▶ _TASK LIST_
a) Answer the following questions using the non-linear heat equation tutorial:
(i) In which work was the concept of external operators originally introduced?
(ii) On what domain is the system for the temperature field considered?
(iii) Which problem is recovered when the thermal conductivity k is constant?
b) From the non-linear heat equation tutorial, reproduce verbatim the passage that opens with the words containing "where \(f\) is" and closes with "piece of code.".

▶ _DOCUMENT TEXT_
Non-linear heat equation

In this notebook, we assemble the Jacobian and residual of a steady-state heat equation with an external operator to be used to define a non-linear flux law.

To keep the concepts simple we do not solve the non-linear problem, which we leave to a subsequent demo.

In this tutorial you will learn how to:

• define a UFL form including a FEMExternalOperator which symbolically represents an external operator,

• define the concrete definition of the external operator using NumPy and functional programming techniques, and then attach it to the symbolic FEMExternalOperator,

• and assemble the Jacobian and residual operators that can be used inside a linear or non-linear solver.

We assume some basic familiarity with finite element methods, non-linear variational problems and FEniCS.

Recall

The concept of external operators was originally introduced in [Bouziani and Ham, 2021]. According to this work, if \(W, V\) and \(X\) are some functional spaces then the external operator \(N\) maps an operand \(u \in W\) as follows

\[ u, v \mapsto N(u; v) \in X, \]

where \(v \in V\) is an argument of \(N\). The semicolon is used to explicitly distinguish operands and arguments as the operator \(N\) may be nonlinear concerning its operands but linear for its arguments.

This concept is implemented in the form of a symbolic object of UFL and can be naturally incorporated into linear and bilinear forms.

The Gateaux derivative of the external operator \(N\) at \(u \in W\) in the direction of \(\hat{u} \in W\) looks as follows:

\[ N^\prime(u;\hat{u}, v) = D_{u} [ N(u; v) ] \lbrace \hat{u} \rbrace. \]

This derivative is a new external operator with the same operand \(u\) and two arguments \(v\) and \(\hat{u}\).

Problem formulation

Denoting the temperature field \(T\) and its gradient \(\boldsymbol{\sigma} := \nabla T\) we consider the following system on the square domain \(\Omega := [0, 1]^2\) with boundary \(\partial \Omega\)

\[\begin{align*} \nabla \cdot \boldsymbol{q} &= f \quad \mathrm{on} \; \Omega, \\ \boldsymbol{q}(T) &= -k(T) \nabla T, \\ \end{align*}\]

where \(f\) is a given function and \(\boldsymbol{q}(T)\) is the heat flux and \(k(T)\) the thermal conductivity. With \(k = \mathrm{const}\) we recover the standard linear Fourier heat problem. However, here we will assume that \(k\) is some general function of \(T\) that we would like to specify using some external (non-UFL) piece of code.

Let \(V = H^1_0(\Omega)\) be the usual Sobolev space of square-integrable functions with square-integrable derivatives and vanishing value on the boundary \(\partial \Omega\). Then in a variational setting, the problem can be written in residual form as find \(T \in V\) such that

(1)\[ F(T; \tilde{T}) = - \int k(T) \nabla T \cdot \nabla \tilde{T} - f \cdot \tilde{T} \; \mathrm{d}x = 0 \quad \forall \tilde{T} \in V, \]

where the semi-colon denotes the split between operands (on the left) and arguments (on the right) in which the form is non-linear and linear respectively.

▶ _SUPPLIED INFORMATION_
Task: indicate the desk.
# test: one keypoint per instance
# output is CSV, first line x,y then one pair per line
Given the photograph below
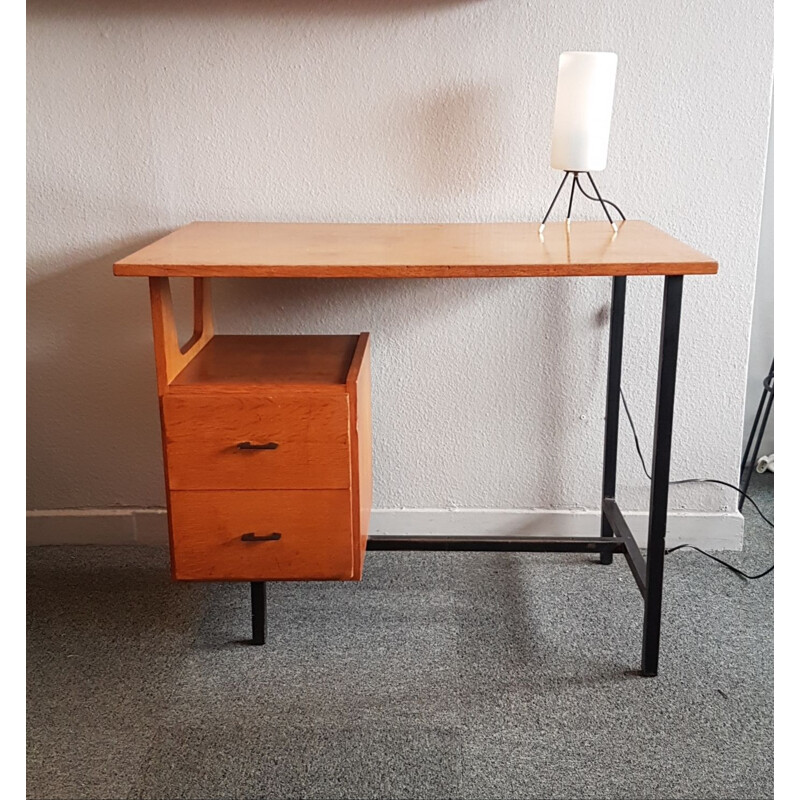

▶ _RESPONSES PER TASK_
a)
(i) Bouziani and Ham, 2021.
(ii) The square domain [0, 1]², with boundary ∂Ω.
(iii) The standard linear Fourier heat problem.

b)
where \(f\) is a given function and \(\boldsymbol{q}(T)\) is the heat flux and \(k(T)\) the thermal conductivity. With \(k = \mathrm{const}\) we recover the standard linear Fourier heat problem. However, here we will assume that \(k\) is some general function of \(T\) that we would like to specify using some external (non-UFL) piece of code.